▶ **Given instruction**: Which lines of the records contain the string "black", with case matching? Copy each of those lines in full.

## BEGIN

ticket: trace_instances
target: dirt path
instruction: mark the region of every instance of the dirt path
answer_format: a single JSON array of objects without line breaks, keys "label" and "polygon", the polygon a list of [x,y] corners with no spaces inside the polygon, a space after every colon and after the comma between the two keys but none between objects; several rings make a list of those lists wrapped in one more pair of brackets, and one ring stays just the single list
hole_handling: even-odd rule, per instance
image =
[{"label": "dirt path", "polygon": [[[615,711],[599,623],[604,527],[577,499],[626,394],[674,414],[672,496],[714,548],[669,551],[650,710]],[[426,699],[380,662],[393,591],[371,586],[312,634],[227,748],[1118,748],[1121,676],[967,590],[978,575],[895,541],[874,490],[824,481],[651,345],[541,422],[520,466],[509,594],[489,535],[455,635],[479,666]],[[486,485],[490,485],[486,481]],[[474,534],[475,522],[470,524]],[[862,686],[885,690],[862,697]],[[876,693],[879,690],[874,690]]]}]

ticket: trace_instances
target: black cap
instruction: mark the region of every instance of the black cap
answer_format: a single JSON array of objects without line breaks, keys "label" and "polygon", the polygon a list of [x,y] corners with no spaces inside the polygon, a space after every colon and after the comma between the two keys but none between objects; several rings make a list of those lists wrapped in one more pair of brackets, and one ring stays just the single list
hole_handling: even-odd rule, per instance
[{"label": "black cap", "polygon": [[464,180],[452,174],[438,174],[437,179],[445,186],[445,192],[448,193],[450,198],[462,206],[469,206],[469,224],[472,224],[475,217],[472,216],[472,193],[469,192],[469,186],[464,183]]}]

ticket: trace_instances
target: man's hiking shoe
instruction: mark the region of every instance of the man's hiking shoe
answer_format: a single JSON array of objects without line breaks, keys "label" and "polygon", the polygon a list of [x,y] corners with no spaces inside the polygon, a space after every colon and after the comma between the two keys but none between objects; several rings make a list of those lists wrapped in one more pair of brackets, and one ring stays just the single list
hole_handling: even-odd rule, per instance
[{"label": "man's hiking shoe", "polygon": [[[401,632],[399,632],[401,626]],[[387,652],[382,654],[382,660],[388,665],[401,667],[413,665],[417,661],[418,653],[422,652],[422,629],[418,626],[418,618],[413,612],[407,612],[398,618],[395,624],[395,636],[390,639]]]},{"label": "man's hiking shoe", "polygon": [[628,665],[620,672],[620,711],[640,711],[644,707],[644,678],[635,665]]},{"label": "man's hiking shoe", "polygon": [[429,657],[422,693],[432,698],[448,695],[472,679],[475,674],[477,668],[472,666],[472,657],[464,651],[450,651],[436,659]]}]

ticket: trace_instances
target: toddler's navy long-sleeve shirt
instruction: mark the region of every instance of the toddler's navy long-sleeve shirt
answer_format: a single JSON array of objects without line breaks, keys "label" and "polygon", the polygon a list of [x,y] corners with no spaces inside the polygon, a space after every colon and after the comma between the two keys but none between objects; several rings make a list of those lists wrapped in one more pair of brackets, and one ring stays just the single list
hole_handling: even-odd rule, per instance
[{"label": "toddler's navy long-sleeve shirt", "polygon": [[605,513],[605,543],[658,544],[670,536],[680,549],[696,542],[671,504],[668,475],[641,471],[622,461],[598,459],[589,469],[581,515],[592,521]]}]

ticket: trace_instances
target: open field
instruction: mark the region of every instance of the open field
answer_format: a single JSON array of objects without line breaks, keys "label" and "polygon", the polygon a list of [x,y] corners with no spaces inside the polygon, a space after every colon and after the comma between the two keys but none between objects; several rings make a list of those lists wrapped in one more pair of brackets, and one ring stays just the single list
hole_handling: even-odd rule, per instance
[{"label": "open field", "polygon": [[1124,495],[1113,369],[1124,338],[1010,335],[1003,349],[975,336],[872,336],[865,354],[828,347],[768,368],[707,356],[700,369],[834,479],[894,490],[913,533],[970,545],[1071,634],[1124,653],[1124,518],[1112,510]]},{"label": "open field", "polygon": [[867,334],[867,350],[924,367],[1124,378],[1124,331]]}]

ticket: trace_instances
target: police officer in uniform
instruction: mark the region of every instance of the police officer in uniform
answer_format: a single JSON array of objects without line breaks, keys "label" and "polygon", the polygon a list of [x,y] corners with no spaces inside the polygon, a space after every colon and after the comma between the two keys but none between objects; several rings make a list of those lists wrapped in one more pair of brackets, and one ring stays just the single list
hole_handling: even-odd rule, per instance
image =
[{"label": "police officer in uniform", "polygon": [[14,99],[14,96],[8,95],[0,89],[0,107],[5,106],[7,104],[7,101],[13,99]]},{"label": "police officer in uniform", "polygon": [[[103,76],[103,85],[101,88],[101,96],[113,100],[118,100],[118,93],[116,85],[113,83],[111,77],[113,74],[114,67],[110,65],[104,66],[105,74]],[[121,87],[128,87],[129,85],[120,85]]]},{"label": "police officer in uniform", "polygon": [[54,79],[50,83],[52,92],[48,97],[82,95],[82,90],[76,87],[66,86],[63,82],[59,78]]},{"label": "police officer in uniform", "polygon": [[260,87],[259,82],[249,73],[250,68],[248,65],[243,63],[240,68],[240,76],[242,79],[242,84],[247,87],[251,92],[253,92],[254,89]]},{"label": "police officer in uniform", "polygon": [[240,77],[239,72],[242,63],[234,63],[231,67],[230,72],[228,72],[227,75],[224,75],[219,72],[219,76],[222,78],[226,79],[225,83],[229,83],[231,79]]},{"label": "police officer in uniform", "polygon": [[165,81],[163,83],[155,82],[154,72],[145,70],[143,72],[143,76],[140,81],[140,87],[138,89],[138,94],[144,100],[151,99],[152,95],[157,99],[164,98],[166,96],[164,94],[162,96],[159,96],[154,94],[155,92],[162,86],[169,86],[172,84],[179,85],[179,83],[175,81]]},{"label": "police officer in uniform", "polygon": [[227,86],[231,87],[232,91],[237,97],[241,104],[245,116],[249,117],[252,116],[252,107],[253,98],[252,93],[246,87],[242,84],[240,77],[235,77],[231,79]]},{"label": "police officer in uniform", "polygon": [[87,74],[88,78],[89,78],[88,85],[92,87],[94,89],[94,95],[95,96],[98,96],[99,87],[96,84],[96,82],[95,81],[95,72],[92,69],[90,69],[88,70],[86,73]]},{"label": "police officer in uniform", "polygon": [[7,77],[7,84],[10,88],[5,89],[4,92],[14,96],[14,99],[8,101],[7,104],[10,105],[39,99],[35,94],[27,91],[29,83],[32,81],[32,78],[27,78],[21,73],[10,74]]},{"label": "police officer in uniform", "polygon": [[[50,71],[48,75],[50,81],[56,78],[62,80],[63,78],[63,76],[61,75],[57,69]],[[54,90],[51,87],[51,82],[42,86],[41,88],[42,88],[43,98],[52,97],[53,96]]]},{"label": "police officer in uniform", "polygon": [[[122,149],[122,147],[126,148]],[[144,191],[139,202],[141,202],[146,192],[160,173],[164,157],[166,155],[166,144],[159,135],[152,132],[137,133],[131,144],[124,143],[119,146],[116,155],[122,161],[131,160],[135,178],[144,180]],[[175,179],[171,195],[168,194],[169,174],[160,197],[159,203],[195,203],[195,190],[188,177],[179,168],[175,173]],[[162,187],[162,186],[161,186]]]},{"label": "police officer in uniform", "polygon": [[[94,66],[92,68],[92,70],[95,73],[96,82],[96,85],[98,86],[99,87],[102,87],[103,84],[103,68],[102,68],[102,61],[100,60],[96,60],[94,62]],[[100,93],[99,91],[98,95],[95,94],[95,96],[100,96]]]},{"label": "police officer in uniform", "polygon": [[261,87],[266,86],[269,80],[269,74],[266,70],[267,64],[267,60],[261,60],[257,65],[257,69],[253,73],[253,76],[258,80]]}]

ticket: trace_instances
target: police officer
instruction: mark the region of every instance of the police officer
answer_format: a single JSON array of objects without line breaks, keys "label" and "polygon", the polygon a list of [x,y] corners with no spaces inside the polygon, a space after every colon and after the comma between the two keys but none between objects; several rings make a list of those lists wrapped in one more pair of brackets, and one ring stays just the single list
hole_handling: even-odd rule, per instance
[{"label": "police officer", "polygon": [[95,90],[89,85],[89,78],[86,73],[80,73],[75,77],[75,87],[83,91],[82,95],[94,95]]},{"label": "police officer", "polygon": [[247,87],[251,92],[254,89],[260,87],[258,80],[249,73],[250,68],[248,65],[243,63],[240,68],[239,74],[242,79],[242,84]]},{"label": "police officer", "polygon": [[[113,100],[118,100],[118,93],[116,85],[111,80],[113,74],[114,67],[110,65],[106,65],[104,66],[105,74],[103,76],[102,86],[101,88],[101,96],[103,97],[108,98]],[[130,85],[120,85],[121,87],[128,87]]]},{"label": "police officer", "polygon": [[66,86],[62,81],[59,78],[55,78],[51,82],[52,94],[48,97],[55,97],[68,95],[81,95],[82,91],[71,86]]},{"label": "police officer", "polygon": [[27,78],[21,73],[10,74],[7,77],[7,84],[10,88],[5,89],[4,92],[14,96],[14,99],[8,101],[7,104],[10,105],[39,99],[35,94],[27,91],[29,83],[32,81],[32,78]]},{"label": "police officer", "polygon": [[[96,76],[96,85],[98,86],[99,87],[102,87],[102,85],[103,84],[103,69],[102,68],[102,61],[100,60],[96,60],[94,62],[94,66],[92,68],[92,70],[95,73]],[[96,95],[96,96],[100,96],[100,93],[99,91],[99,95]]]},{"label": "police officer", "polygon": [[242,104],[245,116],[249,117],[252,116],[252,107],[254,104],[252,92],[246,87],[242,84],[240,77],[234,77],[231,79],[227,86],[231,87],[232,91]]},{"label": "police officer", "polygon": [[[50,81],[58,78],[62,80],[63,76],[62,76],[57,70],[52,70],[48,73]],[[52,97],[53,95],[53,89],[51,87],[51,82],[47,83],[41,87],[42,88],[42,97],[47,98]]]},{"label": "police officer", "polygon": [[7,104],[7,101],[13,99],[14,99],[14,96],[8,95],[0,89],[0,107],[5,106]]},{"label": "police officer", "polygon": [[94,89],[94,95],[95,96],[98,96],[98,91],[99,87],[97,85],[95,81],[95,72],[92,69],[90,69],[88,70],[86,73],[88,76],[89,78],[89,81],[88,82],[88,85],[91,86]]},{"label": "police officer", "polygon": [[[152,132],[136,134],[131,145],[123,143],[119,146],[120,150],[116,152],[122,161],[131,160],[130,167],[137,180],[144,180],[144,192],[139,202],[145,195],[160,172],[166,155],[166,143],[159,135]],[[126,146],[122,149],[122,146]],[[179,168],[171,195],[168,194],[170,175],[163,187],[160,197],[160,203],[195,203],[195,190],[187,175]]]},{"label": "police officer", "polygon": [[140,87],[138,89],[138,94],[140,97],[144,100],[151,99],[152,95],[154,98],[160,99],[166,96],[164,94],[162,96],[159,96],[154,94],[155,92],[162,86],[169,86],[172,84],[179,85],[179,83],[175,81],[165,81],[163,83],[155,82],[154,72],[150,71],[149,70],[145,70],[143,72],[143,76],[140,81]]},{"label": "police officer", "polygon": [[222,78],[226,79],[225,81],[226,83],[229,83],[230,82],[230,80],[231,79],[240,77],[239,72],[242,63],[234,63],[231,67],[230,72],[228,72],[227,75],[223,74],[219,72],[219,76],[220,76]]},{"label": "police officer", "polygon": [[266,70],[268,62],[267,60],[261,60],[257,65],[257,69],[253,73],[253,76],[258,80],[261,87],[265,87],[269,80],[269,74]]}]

## END

▶ **Exercise output**:
target: black cap
instruction: mark the region of every instance of the black cap
[{"label": "black cap", "polygon": [[464,180],[452,174],[438,174],[437,179],[445,186],[445,192],[448,193],[450,198],[462,206],[469,206],[469,224],[472,224],[475,217],[472,216],[472,193],[469,192],[469,186],[464,183]]}]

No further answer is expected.